The design of this game is so, so good. Let me tell you that straight off. I’ve never played a game where the various design elements are do tightly and intricately interwoven. The graphics are abstract, shapes and colors. The background of the levels animate in sync with the music, which has a strong beat, I presume, of 140 beats per minute. The platforms and obstacles in the game move in synch with this beat as well, so if you are attuned to the music, it helps you time your jumps and when to move to avoid death and achieve success.

The title of the game symbolically represents the 3 states of your avatar. 1, represented as a rectangle, or square, is you when you are motionless. 4, represented as a triangle, represents you when you are airborne, jumping or falling. And 0, represented as a circle, is you when you are moving, rolling on the surface of the ground. Thus, the title serves as a subtle reinforcement of the basic play mechanics: wait, jump, run. It’s brilliant.

The game uses this subtle, abstract visual language pervasively throughout the game, communicating to the player without words what they are supposed to do. This lets you discover the game on your own terms, and you don’t feel like the game is ever holding your hand or hitting you over the head with tutorials. The early stages of the game are simple and very gently pull you in to learning how to read the visual cues, as if instinctively.

The result is that you get get really deeply immersed in the action. As you learn how you can move, at just the right time the game provides you with a new challenge, and it’s up to you to work out for yourself how you’re supposed to overcome it. There are pits to jump over, ledges to jump up to, moving platforms, disappearing and reappearing platforms, platforms that alternate between being safe and being deadly, ceilings that will crush you, platforms that have a trampoline effect that will bounce you with a super jump in rhythm to the background music. There are keys which you can pick up by jumping into them, and you can carry them to a circular “doorway” which the key will unlock, changing the level in some way, activating dormant platforms or introducing some new play mechanic or transform the level to up the challenge.

= List of tasks =
• A. Locate each line in the records that contains the string "dome", and copy every one of those lines.
• B. Resume the review of the rhythm-based platform game, writing on from its last sentence.
The game review and the records have nothing to do with each other.

= Task data =
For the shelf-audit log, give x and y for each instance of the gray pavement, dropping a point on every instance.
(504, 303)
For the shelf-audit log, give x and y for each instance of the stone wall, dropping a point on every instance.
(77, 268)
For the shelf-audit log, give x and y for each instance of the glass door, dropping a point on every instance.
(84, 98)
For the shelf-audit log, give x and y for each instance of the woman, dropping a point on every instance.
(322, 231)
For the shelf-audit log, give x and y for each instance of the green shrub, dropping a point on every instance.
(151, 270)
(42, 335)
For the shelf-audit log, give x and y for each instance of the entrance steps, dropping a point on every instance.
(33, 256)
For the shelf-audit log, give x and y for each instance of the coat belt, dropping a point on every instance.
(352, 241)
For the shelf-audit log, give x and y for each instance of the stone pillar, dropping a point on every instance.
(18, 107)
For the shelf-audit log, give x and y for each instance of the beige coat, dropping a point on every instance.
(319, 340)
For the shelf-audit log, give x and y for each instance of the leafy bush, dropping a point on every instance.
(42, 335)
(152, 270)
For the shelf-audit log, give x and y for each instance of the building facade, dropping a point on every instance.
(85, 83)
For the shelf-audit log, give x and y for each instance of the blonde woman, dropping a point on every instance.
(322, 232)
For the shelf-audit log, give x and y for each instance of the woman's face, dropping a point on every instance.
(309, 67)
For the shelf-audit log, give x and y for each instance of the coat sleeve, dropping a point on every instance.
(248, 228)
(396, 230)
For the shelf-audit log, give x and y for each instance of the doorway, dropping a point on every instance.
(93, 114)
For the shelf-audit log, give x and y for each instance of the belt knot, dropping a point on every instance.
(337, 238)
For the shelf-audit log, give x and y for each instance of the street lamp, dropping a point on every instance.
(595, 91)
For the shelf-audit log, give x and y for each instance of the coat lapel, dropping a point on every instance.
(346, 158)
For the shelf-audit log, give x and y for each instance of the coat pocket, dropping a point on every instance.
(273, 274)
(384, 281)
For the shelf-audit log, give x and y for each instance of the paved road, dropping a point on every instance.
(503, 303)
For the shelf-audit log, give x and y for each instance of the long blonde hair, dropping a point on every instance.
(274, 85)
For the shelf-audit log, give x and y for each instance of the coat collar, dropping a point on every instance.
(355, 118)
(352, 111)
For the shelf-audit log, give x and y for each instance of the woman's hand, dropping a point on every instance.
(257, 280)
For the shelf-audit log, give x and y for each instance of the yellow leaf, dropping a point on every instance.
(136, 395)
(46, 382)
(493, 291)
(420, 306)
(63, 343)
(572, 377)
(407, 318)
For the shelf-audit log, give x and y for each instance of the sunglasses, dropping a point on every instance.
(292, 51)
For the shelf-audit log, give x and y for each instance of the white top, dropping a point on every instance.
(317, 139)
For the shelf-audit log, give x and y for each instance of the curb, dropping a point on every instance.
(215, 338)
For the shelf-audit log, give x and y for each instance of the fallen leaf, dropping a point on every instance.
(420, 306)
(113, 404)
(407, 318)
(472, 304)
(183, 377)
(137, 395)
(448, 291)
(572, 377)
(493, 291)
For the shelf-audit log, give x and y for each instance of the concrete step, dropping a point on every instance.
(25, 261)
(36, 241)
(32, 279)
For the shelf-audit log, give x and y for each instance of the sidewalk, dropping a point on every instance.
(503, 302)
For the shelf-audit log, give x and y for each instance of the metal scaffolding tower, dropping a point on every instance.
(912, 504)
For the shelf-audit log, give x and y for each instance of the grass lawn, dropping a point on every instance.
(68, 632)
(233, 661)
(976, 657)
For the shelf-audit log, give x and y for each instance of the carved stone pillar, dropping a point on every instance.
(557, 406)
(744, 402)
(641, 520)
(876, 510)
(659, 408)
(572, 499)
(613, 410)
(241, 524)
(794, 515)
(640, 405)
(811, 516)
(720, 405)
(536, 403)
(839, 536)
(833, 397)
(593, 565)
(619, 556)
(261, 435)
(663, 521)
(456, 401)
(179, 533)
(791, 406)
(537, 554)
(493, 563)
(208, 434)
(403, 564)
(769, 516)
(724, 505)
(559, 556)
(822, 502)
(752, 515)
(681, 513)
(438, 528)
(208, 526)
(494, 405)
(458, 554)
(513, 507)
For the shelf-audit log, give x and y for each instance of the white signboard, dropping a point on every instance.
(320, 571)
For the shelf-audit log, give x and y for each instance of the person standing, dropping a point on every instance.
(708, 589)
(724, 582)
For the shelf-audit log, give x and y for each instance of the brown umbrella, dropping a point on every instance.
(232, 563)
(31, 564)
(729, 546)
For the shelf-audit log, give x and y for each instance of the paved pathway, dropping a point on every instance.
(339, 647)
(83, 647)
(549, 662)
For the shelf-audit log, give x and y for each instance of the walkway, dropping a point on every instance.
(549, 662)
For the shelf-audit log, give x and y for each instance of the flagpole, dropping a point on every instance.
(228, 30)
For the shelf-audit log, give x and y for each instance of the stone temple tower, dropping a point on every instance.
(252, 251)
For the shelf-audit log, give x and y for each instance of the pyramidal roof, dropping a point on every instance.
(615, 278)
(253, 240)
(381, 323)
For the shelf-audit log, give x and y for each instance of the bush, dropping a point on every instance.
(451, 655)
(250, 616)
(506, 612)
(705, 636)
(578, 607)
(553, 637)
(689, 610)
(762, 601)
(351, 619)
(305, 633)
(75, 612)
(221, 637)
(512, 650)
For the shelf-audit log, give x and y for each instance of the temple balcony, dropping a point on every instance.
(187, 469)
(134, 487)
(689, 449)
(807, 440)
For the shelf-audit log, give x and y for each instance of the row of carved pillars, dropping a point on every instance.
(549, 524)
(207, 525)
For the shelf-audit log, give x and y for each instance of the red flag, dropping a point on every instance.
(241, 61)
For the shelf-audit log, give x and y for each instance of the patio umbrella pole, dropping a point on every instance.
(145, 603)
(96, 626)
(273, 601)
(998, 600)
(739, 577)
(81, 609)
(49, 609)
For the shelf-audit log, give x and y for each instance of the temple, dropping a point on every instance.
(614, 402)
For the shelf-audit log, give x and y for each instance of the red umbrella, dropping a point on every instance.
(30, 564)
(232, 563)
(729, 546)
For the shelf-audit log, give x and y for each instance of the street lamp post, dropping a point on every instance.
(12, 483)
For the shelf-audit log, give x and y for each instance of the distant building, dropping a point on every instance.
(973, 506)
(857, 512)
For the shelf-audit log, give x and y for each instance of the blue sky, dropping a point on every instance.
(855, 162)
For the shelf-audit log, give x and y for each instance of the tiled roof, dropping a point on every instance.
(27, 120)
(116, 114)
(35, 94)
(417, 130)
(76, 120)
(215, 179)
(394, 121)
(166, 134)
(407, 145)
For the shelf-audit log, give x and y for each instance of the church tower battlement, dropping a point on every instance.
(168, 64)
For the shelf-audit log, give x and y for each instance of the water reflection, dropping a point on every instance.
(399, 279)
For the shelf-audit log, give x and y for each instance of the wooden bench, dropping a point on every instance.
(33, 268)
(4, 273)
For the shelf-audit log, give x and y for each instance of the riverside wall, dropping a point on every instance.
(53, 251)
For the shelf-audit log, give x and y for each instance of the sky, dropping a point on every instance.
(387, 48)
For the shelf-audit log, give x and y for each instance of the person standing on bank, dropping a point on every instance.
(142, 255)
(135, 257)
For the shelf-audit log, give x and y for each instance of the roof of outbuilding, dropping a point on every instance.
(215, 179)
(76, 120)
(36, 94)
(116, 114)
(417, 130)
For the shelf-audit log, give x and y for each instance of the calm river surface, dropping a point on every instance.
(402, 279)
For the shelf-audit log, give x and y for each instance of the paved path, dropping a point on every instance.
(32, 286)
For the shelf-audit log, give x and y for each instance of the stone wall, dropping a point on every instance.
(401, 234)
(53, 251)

---

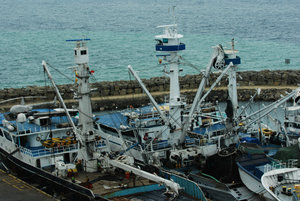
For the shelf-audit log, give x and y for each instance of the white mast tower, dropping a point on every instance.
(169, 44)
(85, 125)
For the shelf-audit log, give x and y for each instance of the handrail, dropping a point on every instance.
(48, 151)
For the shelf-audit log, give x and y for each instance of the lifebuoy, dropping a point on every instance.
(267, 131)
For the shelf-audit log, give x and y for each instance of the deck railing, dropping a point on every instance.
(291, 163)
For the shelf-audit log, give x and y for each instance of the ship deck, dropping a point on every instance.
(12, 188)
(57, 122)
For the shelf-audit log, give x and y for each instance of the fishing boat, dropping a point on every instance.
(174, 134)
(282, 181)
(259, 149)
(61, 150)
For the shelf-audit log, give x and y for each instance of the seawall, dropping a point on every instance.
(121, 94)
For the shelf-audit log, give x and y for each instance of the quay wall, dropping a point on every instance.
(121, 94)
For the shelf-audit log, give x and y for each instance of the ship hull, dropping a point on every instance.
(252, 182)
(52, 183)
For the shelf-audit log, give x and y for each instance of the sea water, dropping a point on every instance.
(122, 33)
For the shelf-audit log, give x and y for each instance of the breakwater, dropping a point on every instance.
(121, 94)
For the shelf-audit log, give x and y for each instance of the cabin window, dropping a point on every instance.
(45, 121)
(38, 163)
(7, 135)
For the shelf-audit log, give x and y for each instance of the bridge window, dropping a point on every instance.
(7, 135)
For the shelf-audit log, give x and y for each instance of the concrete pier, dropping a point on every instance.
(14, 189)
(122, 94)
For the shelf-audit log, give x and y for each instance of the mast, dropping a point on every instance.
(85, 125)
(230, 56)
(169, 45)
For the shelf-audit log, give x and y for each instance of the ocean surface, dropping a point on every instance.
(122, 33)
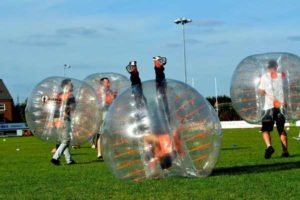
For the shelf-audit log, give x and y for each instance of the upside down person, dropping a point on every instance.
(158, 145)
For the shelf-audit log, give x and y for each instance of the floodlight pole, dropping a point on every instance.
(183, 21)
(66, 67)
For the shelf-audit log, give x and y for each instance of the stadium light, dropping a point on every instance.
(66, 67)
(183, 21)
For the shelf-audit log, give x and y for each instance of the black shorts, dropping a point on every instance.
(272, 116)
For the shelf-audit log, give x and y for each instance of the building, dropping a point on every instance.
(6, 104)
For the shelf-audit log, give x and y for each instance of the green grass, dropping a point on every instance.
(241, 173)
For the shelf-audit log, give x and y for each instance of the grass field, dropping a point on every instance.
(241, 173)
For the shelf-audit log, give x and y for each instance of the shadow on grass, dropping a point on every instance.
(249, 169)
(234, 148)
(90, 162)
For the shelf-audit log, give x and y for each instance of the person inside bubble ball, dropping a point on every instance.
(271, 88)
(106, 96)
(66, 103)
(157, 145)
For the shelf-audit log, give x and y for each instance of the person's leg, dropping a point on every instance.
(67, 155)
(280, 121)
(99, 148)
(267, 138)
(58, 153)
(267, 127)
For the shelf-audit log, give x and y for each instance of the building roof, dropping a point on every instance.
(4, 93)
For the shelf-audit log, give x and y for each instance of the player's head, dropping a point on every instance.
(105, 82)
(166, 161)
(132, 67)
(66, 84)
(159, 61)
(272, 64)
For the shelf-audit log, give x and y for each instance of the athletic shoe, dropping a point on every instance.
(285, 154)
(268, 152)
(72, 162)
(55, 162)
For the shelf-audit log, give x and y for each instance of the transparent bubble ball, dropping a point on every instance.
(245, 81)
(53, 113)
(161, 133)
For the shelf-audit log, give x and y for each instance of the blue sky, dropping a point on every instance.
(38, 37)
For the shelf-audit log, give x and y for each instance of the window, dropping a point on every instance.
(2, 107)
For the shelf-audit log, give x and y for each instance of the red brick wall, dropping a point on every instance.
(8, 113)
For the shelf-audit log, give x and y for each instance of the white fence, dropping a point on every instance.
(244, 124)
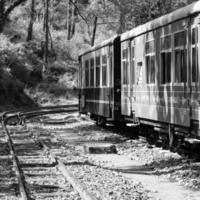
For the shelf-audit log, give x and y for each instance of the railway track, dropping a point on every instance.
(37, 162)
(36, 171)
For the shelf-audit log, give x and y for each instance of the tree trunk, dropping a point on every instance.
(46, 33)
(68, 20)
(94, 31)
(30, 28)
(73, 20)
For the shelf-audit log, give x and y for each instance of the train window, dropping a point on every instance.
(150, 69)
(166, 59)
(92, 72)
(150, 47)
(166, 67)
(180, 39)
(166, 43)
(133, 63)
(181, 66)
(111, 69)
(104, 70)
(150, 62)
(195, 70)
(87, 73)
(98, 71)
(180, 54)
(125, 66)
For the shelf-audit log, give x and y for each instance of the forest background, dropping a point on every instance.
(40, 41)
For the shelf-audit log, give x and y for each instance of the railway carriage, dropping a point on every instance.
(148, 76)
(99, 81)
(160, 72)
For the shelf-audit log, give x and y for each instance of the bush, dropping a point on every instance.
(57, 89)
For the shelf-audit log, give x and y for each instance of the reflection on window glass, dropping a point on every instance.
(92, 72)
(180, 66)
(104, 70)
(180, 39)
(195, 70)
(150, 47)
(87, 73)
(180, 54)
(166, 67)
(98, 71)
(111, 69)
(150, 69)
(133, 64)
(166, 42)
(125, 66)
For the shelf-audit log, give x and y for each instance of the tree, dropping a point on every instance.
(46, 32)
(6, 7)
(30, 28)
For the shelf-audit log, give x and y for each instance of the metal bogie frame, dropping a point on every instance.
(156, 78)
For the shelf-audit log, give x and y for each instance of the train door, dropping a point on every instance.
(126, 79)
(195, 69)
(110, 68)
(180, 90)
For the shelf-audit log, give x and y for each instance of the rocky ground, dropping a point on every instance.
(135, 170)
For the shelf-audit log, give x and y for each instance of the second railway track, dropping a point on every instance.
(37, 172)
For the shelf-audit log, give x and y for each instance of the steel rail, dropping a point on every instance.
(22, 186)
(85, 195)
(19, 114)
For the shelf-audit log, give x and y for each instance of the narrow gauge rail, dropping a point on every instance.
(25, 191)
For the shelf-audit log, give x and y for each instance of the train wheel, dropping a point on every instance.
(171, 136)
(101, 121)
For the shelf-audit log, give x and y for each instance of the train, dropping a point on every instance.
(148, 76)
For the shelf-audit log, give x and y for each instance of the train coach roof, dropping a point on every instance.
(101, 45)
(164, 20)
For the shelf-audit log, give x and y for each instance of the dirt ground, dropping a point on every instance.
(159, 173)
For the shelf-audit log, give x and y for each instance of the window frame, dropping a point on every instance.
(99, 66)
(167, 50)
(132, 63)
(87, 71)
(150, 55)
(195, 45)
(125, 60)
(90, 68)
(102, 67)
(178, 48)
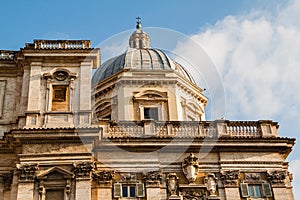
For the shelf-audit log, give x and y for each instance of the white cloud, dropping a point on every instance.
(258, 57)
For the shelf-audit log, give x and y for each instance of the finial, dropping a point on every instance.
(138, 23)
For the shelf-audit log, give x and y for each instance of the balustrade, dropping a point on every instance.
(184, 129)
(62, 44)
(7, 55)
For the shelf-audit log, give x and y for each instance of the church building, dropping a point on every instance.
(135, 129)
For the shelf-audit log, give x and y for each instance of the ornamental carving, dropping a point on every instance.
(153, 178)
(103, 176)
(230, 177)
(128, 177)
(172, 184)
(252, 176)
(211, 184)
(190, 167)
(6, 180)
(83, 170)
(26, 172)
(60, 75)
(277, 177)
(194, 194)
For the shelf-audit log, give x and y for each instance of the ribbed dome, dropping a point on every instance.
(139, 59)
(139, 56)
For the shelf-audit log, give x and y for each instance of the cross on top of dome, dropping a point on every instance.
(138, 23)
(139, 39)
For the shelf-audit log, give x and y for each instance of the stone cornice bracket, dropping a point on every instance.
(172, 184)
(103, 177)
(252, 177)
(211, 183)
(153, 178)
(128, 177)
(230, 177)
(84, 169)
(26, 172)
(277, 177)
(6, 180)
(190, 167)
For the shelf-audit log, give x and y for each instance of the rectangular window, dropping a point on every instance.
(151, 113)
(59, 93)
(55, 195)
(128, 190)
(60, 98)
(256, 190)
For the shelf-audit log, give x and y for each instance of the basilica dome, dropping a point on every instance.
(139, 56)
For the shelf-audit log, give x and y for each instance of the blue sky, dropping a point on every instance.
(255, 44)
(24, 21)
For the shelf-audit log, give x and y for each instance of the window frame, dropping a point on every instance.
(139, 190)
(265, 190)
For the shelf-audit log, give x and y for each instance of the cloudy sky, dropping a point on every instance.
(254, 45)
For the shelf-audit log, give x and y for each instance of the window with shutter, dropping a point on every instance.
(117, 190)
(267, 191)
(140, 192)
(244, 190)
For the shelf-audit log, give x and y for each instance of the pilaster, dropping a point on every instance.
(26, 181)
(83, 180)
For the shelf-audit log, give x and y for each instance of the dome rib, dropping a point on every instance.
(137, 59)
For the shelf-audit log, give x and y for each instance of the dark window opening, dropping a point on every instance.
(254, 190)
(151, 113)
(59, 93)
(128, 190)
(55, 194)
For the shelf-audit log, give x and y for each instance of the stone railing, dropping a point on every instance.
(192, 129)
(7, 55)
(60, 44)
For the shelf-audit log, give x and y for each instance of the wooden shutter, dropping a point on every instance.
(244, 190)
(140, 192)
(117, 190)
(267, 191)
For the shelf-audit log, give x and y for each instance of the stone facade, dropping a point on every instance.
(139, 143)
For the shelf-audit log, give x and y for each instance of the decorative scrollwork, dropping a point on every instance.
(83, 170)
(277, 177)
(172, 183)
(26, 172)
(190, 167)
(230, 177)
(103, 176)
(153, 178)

= Answers to each task =
• A.
For the shelf-audit log, give x and y for each instance of the ribbed dome, dropping a point on every instance.
For the shelf-audit log, give x and y for each instance of the cross on top of dome, dropping a point on every instance.
For the shelf-audit log, give x and y for each instance of the basilica dome, dropping a point on every instance.
For the shelf-audit log, give x and y for each instance of the dome rib, dropping a point on every instance.

• B.
It’s a combination of hand-eye coordination, rhythm, and figuring out puzzles for how to get through the obstacles. At the end of each level, there is a special challenge, a kind of boss battle, where you have to quickly learn a new puzzle mechanic and master it, handling iterations of the obstacle repeatedly until you’ve succeeded in defeating the level.

The first four levels were a fairly quick play, I probably completed each one in about a half hour or so, dying a lot, and taking breaks here and there. It felt like after the fourth level I had won the game, but after watching what seemed like some kind of ending, I found myself back in the starting room, which serves as a level select, and discovered that there appears to be another four levels waiting to be unlocked and played.

I started the fifth level (or is this more of a “second quest”? and found that now instead of moving to the right, this level seems to be all about moving to the left, which for some reason feels less natural and therefore more difficult. I guess since English is read left-to-right, and most platformer games tend to follow the convention established by Super Mario Brothers, and treat scrolling to the right as “forward”. It makes the level seem more difficult than it really is. The obstacles are simple, but then I died and instead of starting over at a checkpoint the game kicked me all the way out back to the starting level select screen. So it’s super-hard, you have to beat the entire level on one life, no mistakes. Yeah, this definitely feels more like “second quest” level difficulty increase. Well, as much as I died in order to get through levels 3 and 4, I have no idea if I’ll be able to get through level 5 at all, so this might be as far as I get.

I really enjoyed the challenges of the game, and have a great deal of appreciation for the style and design of the game as a whole. Everything feels so purposeful and deliberative, like every single thing in the game was done just as it was after a good deal of thought had been put into it — its purpose in the game, how it relates to other elements of the game, and how to tie those elements together to make everything seem like a unified whole.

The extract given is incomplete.